» **Exercise details**
Your copy of the material below should match it exactly, except that it holds no pictures.

Location identification items
== == ==

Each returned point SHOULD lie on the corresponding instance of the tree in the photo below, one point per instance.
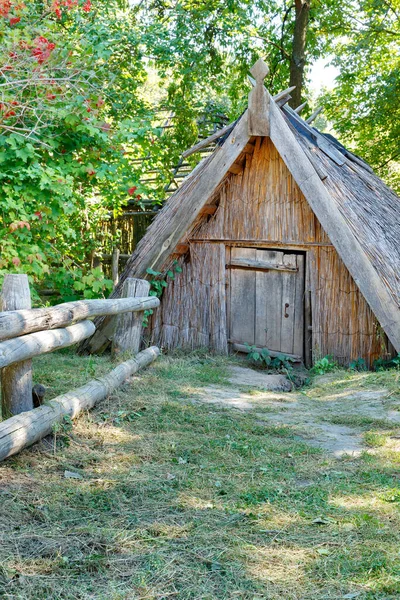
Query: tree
(363, 107)
(71, 116)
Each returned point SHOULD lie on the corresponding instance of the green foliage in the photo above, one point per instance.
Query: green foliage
(358, 365)
(382, 364)
(324, 365)
(158, 285)
(280, 362)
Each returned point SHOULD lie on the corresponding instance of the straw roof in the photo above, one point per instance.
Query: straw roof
(359, 213)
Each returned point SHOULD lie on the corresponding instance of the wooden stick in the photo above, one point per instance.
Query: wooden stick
(20, 322)
(27, 428)
(128, 329)
(16, 379)
(300, 108)
(34, 344)
(314, 115)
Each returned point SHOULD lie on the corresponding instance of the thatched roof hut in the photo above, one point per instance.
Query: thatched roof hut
(286, 240)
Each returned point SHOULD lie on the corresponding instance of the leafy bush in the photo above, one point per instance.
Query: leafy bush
(280, 362)
(324, 365)
(382, 364)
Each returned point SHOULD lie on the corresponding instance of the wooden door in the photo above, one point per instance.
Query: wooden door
(267, 299)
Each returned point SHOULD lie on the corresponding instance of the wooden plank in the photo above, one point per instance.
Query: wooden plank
(20, 322)
(308, 313)
(208, 209)
(298, 330)
(242, 348)
(269, 301)
(16, 379)
(181, 249)
(128, 329)
(364, 274)
(261, 264)
(288, 306)
(42, 342)
(242, 308)
(25, 429)
(235, 169)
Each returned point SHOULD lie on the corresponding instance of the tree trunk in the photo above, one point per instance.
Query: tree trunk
(298, 57)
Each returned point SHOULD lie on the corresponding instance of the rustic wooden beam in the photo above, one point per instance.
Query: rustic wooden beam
(25, 429)
(16, 379)
(258, 120)
(260, 265)
(128, 329)
(345, 241)
(26, 347)
(21, 322)
(283, 93)
(209, 140)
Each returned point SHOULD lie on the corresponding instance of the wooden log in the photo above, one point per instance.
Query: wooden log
(16, 379)
(243, 348)
(20, 322)
(115, 266)
(128, 329)
(26, 347)
(258, 111)
(211, 138)
(25, 429)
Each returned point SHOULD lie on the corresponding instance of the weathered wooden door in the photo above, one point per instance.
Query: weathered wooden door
(267, 299)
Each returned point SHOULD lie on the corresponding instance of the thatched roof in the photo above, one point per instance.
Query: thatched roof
(359, 213)
(369, 206)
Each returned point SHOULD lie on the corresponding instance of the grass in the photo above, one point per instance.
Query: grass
(179, 499)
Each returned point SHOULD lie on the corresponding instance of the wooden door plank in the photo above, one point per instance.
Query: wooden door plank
(288, 305)
(269, 301)
(243, 291)
(298, 331)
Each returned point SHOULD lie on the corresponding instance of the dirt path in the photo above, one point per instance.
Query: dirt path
(333, 420)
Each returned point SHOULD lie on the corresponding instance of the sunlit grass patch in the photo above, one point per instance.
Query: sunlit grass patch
(182, 499)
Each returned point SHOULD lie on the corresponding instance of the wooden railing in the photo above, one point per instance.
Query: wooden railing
(26, 333)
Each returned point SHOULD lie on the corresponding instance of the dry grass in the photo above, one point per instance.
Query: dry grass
(189, 501)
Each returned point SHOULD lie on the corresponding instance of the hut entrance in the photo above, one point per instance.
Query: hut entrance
(266, 300)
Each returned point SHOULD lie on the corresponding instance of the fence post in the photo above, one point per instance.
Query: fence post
(128, 327)
(114, 266)
(16, 379)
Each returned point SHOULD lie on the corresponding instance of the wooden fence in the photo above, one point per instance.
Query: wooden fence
(27, 332)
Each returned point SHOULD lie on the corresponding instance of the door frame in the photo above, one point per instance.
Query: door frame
(307, 301)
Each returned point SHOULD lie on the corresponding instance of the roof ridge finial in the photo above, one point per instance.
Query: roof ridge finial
(259, 100)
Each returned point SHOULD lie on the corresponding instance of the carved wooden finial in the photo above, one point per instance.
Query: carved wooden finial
(259, 101)
(259, 70)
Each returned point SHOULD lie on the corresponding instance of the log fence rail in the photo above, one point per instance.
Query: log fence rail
(28, 332)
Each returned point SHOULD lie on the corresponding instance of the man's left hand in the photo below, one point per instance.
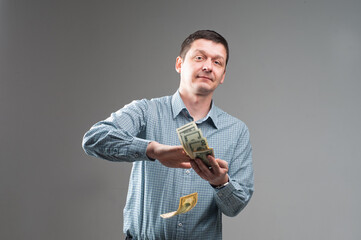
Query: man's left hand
(217, 175)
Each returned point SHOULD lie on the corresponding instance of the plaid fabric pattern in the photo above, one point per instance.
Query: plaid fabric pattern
(155, 189)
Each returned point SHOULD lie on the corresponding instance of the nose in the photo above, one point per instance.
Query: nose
(207, 66)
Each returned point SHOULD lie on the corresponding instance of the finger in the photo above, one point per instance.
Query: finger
(186, 165)
(222, 164)
(204, 169)
(197, 169)
(214, 164)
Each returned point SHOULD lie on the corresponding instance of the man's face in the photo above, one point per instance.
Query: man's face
(203, 68)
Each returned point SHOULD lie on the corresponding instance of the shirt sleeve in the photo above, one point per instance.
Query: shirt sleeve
(232, 198)
(120, 136)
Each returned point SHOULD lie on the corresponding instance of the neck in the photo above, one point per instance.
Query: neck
(197, 105)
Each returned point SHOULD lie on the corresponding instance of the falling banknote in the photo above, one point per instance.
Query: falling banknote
(193, 142)
(186, 203)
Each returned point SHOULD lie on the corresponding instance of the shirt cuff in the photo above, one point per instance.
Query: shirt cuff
(138, 149)
(225, 191)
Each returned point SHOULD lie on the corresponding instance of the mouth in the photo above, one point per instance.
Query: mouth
(205, 77)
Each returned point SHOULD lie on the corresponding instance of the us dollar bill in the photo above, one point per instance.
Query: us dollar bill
(193, 142)
(203, 156)
(186, 203)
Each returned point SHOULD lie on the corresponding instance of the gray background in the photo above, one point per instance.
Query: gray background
(293, 77)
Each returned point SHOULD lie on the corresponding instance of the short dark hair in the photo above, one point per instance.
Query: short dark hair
(203, 34)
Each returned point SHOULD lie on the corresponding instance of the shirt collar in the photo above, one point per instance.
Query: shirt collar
(178, 106)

== == ==

» **Exercise result**
Each returned point SHOULD lie on the corresponding instance of the tree in the photo below, one point per instance.
Query: tree
(363, 107)
(71, 116)
Each returned point SHOULD lie on the corresponding instance of the green foliage in the photo above, one point per instance.
Query: green foliage
(358, 365)
(382, 364)
(324, 365)
(158, 285)
(280, 362)
Each returned point SHOULD lie on the corresponding instance of the straw roof in the photo above, one point per instance.
Query: straw roof
(359, 213)
Each returned point SHOULD lie on the corresponding instance of the wooden stick in the photo above, one point per instance.
Query: wooden stick
(20, 322)
(27, 428)
(128, 329)
(16, 379)
(300, 108)
(34, 344)
(314, 115)
Each returned point SHOULD lie on the corresponding instance of the thatched roof hut in the photo above, one point per instance.
Query: thatched roof hut
(286, 240)
Each returned point SHOULD lie on the corresponding instance of the leafy bush in the photo above, one point per instance.
Query: leafy bush
(280, 362)
(324, 365)
(382, 364)
Each returned point SHOULD lie on the corresponding instance of the wooden door in the photo above, one point per instance.
Query: wooden door
(267, 299)
Each returned point SHOULD lie on the corresponding instance of the wooden plank in the photo above, one point per instance.
Query: wooden plank
(20, 322)
(308, 313)
(208, 209)
(298, 330)
(242, 348)
(269, 301)
(16, 379)
(181, 249)
(128, 329)
(364, 274)
(261, 264)
(288, 306)
(42, 342)
(242, 308)
(25, 429)
(235, 169)
Each returned point SHOULD lie on the corresponding instance of the tree trunk in the photo above, one point per instance.
Query: tree trunk
(298, 57)
Each returned point SHOULD lie on the corresponding instance of the rustic wooden beam in the photo above, one point per instance.
Query: rustic wooden beam
(25, 429)
(16, 379)
(258, 120)
(260, 265)
(128, 329)
(345, 241)
(26, 347)
(21, 322)
(283, 93)
(209, 140)
Each returned point SHOULD lie on the corresponding instance of the wooden log in the photo above, one point per instance.
Query: wooden log
(16, 379)
(243, 348)
(20, 322)
(115, 266)
(128, 329)
(26, 347)
(258, 111)
(211, 138)
(25, 429)
Each returned point SHOULD lie on the corresponding instance of the weathered wooden door in the photo above, one point per instance.
Query: weathered wooden door
(267, 299)
Each returned point SHOULD lie on the corresponding instance of the thatched roof in the photo above, one point per instance.
Query: thatched roof
(359, 213)
(369, 206)
Each returned point SHOULD lie on the corresponding instance of the grass in the photo above, one point per instance.
Query: grass
(179, 499)
Each returned point SHOULD lie on the corresponding instance of the wooden door plank in the photo above, one point per instance.
Query: wooden door plank
(288, 305)
(269, 301)
(243, 291)
(298, 331)
Each returned point SHOULD lie on the corresponding instance of the dirt path in the photo above, one point per instance.
Query: dirt path
(333, 420)
Each returned point SHOULD lie on the corresponding instance of the sunlit grass patch in the photo above, one point per instance.
Query: sunlit grass patch
(182, 499)
Each returned point SHOULD lie on the corresponding instance of the wooden railing in the photo above, one point per instance.
Query: wooden railing
(26, 333)
Each returned point SHOULD lie on the corresponding instance of the dry grass in the photo above, one point per instance.
Query: dry grass
(189, 501)
Each returned point SHOULD lie on the corresponding instance of the hut entrance in the photo above, one point per instance.
Query: hut entrance
(266, 300)
Each returned point SHOULD lie on the corresponding instance of the fence post in the photo above, one point per instance.
Query: fence post
(128, 327)
(114, 266)
(16, 379)
Each returned point SHOULD lie on the corresponding instance of the wooden fence in the photo above, one point per instance.
Query: wooden fence
(27, 332)
Each returned point SHOULD lie on the corresponding instance of the door frame in the photo above, one point per instance.
Query: door frame
(307, 301)
Each returned point SHOULD lie on the corresponding instance of the roof ridge finial in the photo above, one point per instance.
Query: roof ridge finial
(259, 100)
Each returned point SHOULD lie on the corresponding instance of the carved wooden finial in the photo above, one point per instance.
Query: carved wooden finial
(259, 101)
(259, 70)
Each returned point SHOULD lie on the corresponding instance of the log fence rail in the photo above, one point per instance.
Query: log fence rail
(28, 332)
Each returned point SHOULD lie on the corresponding instance of the man's left hand in the photo below, one point per instance.
Query: man's left hand
(217, 175)
Each returned point SHOULD lie on the corresponding instance of the plaid fabric pattern in the photo above, one point per instance.
Query: plaid fabric pattern
(155, 189)
Each returned point SHOULD lie on the corresponding instance of the nose in the photo above, one point per instance.
Query: nose
(207, 66)
Each returned point SHOULD lie on the corresponding instance of the finger in the photo above, one point per instance.
Query: finger
(186, 165)
(222, 164)
(204, 169)
(197, 169)
(214, 164)
Each returned point SHOULD lie on the corresponding instance of the man's face in the photo above, one point per instance.
Query: man's face
(203, 68)
Each returned point SHOULD lie on the corresponding instance of the shirt sleeve in the photo above, one point per instance.
Query: shirt sleeve
(232, 198)
(120, 136)
Each returned point SHOULD lie on the corresponding instance of the neck in the photo above, one point per instance.
Query: neck
(197, 105)
Each returned point SHOULD lie on the corresponding instance of the falling banknote in the photo above, one point per instance.
Query: falling banknote
(193, 142)
(186, 203)
Each returned point SHOULD lie on the corresponding instance of the shirt cuff in the photo above, one point per instance.
Query: shirt cuff
(138, 149)
(225, 191)
Each returned point SHOULD lie on the corresponding instance of the mouth in the photo above, one point per instance.
Query: mouth
(205, 77)
Each returned point SHOULD lie on the corresponding instance of the us dollar bill in the photo above, one point per instance.
Query: us dollar bill
(193, 142)
(203, 156)
(186, 203)
Each returned point SHOULD lie on the corresponding instance of the gray background in the photo above, one point per instance.
Query: gray background
(293, 77)
Each returned point SHOULD lie on the corresponding instance of the short dark hair in the photo above, one point per instance.
Query: short dark hair
(203, 34)
Each returned point SHOULD lie on the corresponding instance of the shirt collar in the photo above, one point per instance.
Query: shirt collar
(178, 106)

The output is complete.